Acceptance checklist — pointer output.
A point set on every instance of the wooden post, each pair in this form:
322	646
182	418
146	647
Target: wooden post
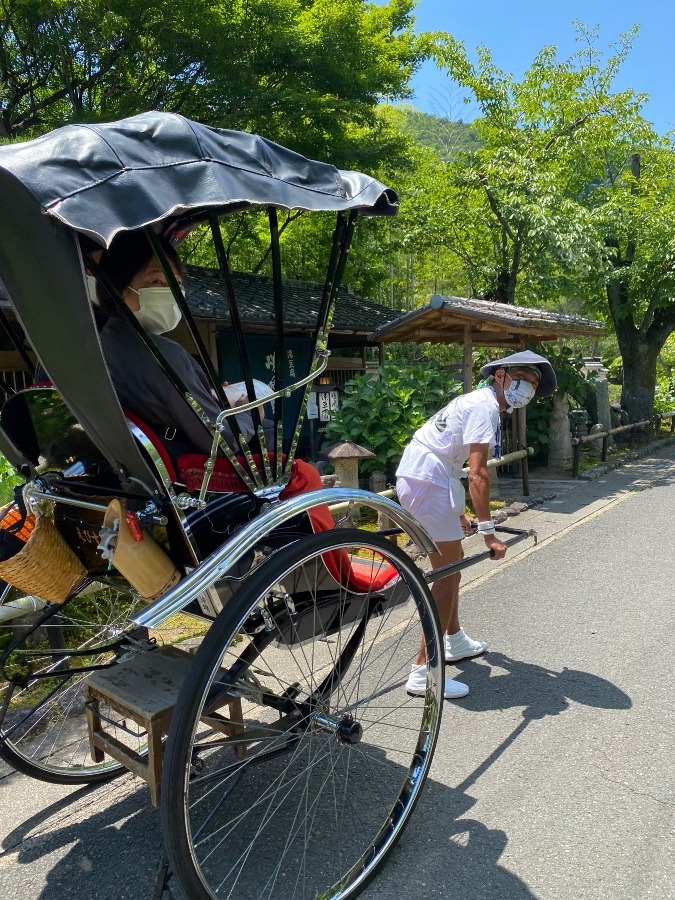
521	425
468	361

EXERCISE INSTRUCTIONS - Arrange every line of the entries above as a Markdown table with the columns Row and Line, numbering the rows in order and skipping blank lines. Leave the pictures out of the table.

TASK RESULT -
| Row | Line |
|---|---|
| 1 | Acceptance checklist — pointer output. |
| 2 | A point set on every instance of the wooden post, each pair in this form: |
| 3 | 322	646 |
| 4 | 182	418 |
| 5 | 146	647 |
| 6 | Target: wooden post |
| 7 | 521	425 |
| 8 | 468	361 |